* Document passage *
═══

GOTCHA icon indicating copy to clipboard operation
GOTCHA copied to clipboard

Workaround for glibc v2.34+ not exporting _dl_sym

Open jrmadsen opened this issue 2 years ago • 12 comments

  • added test_dlopen2 test validating RTLD_DEFAULT and RTLD_NEXT usage
  • closes #100

@mplegendre I believe this relatively straight-forward solution addresses the issue -- am I missing something here? I separated it out to only be applied when glibc >= 2.34 but it works fine with older versions of glibc.

jrmadsen avatar Dec 26 '21 17:12 jrmadsen

Thanks! Simply doing this inside dlsym_wrapper seems to have the same effect:

  if (handle==RTLD_NEXT || handle==RTLD_DEFAULT) {
     return orig_dlsym(handle, symbol_name);
  }

However, it would have been pretty easy to do this in the first place, so I'm not sure what the rationale behind using the internal __dlsym call was. I guess only @mplegendre can tell.

═══

* Recorded data *

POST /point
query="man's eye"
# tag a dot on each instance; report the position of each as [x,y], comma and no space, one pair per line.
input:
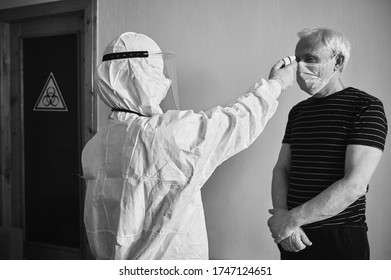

═══

* Task set *
**A)** From the code snippet in the glibc thread, list each distinct identifier, leaving out the keywords "if" and "return".
**B)** Please return everything in the glibc thread from "However, it would" down to "only @mplegendre can tell.", copied word for word.
**C)** Answer these short questions about the glibc thread:
(i) Which glibc version and later does the workaround target?
(ii) What is the name of the added test?
(iii) Which internal call does the second commenter not understand the reason for using?
The material has no role in this work.

* Exercise answers *
**A)**
handle
RTLD_NEXT
RTLD_DEFAULT
orig_dlsym
symbol_name

**B)**
However, it would have been pretty easy to do this in the first place, so I'm not sure what the rationale behind using the internal __dlsym call was. I guess only @mplegendre can tell.

**C)**
(i) glibc v2.34 and later (v2.34+)
(ii) test_dlopen2
(iii) __dlsym